» **Extract provided**
I also really enjoyed exploring all this area of the country has to offer. In between races and visits, I got to see the Aztec Ruins, be in 4 states at once (AZ, CO, NM, UT) at Four Corners, and saw the Natural Bridges Monument.

In the last 72 hours, I earned States 44-46 and boosted my lifetime marathon count to 52. I’m grateful to be on track to finish all 50 states plus DC by 2021 when I turn 40. After that, I’ll zero in on sub 4 “do over” states and achieving 100 lifetime marathons! 

Maine Marathon

This was a very important race for me because of the training. I became a SAHM recently and really struggled with the lack of specific tasks each day. Motherhood for 4 under 4 years old is a lot of "staying afloat" (changing diapers, preparing food, cleaning, repeat). 

As much as I despised my mile long to do list when I was working, turns out having an item with a clear beginning and end really helps. In this case, it was my daily run- X miles at X pace, cross off when complete.

That said, I enjoyed a great 16 week training cycle with no injuries. Lots of 4 am mornings, as I need to be done with workouts when the kids wake at 7 am.

Trey traveled with me for this race and we made it a long weekend getaway. We arrived Friday morning and met up with our weekend hosts who live just outside Portland, Kristina and Mike.

» **Given request a**
Copy out the listing below word for word.

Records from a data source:
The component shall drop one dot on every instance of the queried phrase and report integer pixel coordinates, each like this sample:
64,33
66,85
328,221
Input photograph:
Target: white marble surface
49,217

» **Given request b**
Answer these from the marathon post:
(i) What lifetime marathon count has the writer reached?
(ii) How many weeks long was the training cycle for the Maine Marathon?
(iii) Who traveled with the writer for the Maine Marathon?

» **Written reply a**
The component shall drop one dot on every instance of the queried phrase and report integer pixel coordinates, each like this sample:
64,33
66,85
328,221
Input photograph:
Target: white marble surface
49,217

» **Written reply b**
(i) 52
(ii) 16 weeks
(iii) Trey